Consigne de l'exercice: Prolongez le texte sur l'équicoaching en reprenant juste après sa dernière phrase.

Extrait du document:
----
Après une carrière passée dans l’analyse financière, Christine Roulet s’est mise au vert voici dix ans. Passionnée de chevaux, elle a lancé une activité d’équicoaching. Mais de quoi s’agit-il?
Il fait frisquet en ce lundi matin de décembre. Le ciel est bas. Les bocages du plateau de Herve sont boueux. Pas de quoi décourager Nathalie, emmitouflée dans sa doudoune. Cette employée est en plein questionnement sur sa vie personnelle et professionnelle. Ce jour-là, elle est venue suivre sa deuxième journée de formation en « équicoaching », au Cercle Équestre du Rond-Puits, sur les hauteurs de Charneux.
Encore un nouveau terme de jargon psy et management? Pas du tout, selon Christine Roulet, l’équicoache de Nathalie: « Le cheval est un animal de proie, doté d’une grande sensibilité, explique-t-elle. Son système sensoriel très développé lui permet d’être en permanence connecté à son environnement. En votre présence, il est un médiateur, il perçoit tous vos ressentis, tous vos non-dits. C’est un véritable miroir de vos sentiments. Il ne porte aucun jugement, il est là à vos côtés, il agit et interagit. Il permet de nous libérer des blocages qui subsistent en nous. »
----
Lignes de données:

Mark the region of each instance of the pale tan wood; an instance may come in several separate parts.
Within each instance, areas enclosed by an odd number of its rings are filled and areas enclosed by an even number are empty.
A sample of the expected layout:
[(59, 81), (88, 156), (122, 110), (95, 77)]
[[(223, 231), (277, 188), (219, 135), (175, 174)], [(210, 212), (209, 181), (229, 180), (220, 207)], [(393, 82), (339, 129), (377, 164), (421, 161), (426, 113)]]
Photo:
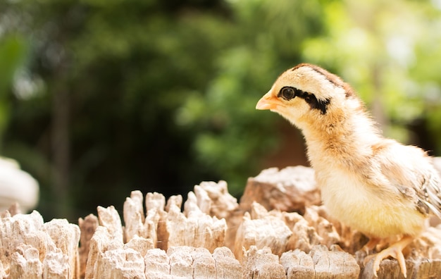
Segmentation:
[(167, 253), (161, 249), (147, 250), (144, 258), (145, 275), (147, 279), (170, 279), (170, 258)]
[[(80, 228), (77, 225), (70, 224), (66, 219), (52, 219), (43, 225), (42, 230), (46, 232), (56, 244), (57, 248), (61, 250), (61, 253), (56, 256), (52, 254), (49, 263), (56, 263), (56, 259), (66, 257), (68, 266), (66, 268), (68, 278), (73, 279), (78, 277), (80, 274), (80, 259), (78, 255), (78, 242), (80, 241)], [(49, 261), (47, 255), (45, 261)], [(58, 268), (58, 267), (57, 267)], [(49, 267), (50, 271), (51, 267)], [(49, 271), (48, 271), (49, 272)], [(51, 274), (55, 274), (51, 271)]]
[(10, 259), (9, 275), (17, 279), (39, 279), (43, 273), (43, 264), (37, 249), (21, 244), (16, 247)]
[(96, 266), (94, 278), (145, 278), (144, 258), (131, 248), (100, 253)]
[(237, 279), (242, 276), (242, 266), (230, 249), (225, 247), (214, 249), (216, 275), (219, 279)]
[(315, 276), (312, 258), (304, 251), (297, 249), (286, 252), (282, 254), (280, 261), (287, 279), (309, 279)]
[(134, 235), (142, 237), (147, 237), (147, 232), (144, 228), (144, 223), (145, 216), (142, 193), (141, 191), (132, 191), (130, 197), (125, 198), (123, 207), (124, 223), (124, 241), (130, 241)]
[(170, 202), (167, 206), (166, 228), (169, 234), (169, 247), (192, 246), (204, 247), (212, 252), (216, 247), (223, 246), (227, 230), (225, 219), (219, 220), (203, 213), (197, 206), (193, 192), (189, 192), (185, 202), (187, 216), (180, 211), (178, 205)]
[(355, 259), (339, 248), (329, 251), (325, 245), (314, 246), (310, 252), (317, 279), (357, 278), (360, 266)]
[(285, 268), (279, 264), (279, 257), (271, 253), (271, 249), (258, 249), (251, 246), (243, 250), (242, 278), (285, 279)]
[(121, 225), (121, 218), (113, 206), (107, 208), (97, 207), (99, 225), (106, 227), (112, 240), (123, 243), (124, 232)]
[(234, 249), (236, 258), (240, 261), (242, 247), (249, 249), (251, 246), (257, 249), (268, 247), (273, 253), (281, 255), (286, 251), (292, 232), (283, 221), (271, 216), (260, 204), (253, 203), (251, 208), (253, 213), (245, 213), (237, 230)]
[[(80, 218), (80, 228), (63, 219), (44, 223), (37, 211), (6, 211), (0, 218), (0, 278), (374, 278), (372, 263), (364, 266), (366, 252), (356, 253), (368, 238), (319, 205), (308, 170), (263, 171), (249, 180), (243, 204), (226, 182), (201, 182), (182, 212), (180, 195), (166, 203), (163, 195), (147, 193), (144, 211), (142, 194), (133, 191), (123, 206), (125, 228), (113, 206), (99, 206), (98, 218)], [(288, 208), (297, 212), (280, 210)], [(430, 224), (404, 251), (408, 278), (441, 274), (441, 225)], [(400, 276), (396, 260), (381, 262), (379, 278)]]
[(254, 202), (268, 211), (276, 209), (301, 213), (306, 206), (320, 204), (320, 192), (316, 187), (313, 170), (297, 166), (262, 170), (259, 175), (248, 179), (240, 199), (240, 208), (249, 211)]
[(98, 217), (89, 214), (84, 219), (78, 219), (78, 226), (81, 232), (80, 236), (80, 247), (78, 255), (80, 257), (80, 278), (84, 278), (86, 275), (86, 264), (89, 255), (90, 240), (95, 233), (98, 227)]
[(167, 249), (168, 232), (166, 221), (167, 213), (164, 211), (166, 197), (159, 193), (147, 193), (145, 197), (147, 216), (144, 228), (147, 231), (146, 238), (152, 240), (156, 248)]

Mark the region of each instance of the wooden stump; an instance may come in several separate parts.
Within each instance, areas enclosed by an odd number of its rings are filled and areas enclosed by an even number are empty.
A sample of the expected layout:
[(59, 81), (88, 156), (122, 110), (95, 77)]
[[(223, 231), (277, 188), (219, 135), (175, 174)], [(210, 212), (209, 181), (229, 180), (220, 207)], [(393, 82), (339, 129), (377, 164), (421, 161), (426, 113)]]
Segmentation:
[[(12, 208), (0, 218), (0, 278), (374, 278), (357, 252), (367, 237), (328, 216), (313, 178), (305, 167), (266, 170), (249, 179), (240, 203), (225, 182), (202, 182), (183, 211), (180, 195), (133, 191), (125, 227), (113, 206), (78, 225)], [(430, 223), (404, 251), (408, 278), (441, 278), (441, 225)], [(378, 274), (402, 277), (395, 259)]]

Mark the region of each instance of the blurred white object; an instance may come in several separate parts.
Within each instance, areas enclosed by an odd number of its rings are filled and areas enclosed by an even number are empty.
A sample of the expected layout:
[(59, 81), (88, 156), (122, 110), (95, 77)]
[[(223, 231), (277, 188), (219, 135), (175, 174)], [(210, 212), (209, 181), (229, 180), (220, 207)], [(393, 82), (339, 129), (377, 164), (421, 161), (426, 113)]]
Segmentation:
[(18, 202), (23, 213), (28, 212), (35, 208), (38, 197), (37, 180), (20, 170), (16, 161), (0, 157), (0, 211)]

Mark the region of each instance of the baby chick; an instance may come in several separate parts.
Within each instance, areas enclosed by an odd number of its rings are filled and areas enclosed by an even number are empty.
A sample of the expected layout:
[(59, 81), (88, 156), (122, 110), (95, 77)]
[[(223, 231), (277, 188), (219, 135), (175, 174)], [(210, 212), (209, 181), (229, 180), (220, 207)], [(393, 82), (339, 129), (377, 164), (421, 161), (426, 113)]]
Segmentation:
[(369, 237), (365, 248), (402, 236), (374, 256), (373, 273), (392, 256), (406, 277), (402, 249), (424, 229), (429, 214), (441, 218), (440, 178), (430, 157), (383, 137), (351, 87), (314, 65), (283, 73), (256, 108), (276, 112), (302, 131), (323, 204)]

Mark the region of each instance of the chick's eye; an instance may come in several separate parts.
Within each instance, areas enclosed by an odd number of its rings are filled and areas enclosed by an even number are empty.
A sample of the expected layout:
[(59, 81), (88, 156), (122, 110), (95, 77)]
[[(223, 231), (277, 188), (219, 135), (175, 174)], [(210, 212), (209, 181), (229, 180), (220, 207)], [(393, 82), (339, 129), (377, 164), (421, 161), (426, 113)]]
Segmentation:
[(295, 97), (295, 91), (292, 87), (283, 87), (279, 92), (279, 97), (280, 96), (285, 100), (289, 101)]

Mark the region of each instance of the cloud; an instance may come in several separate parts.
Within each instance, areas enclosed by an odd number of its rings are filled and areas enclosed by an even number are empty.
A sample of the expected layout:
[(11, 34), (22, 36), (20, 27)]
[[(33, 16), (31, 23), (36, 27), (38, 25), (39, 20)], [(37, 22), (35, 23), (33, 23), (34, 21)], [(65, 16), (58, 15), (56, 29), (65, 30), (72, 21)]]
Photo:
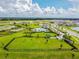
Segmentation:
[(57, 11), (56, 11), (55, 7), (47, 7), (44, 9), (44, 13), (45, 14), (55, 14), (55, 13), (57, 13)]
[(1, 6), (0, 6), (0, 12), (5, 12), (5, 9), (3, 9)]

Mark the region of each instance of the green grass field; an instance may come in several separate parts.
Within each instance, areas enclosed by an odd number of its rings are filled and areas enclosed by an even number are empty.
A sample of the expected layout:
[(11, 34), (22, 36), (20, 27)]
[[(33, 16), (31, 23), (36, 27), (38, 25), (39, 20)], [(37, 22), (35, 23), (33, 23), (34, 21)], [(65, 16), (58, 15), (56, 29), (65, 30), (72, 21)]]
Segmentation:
----
Réponse attendue:
Son rôle de coach? « Accompagner les gens sur le chemin de la découverte de leurs réponses et veiller à leur sécurité. » Choix professionnels et privés, burn-out, manque confiance en soi… : les applications sont multiples, selon elle. Il n’est pas nécessaire de pratiquer l’équitation, le cheval n’étant jamais monté.
La connexion avec le cheval
Nathalie, elle, a identifié plusieurs options qui s’offrent à elle dans la poursuite de sa carrière: rester à son poste, rester dans la même société mais avec d’autres fonctions, ou quitter son employeur. « Parce que le cheval perçoit ce qu’elle ressent, il va l’aider à se positionner », explique Christine Roulet.
Dans la prairie qui jouxte le manège, elle a placé des cônes, comme le ferait un entraîneur de foot. Chacun représente une des trois options. Elle a laissé le licol de sa jument, Viva Eva, aux mains de Nathalie, afin de favoriser le contact. Christine Roulet lui a posé quelques questions. Quand Nathalie s’est placée devant le cône censé évoquer un statu quo dans sa carrière professionnelle, le cheval n’a pas bronché. Quand elle s’est placée devant celui évoquant un changement d’employeur, le cheval a fait mine de s’éloigner.
« Le cheval est un véritable miroir de nos sentiments. Il permet de nous libérer des blocages qui subsistent en nous »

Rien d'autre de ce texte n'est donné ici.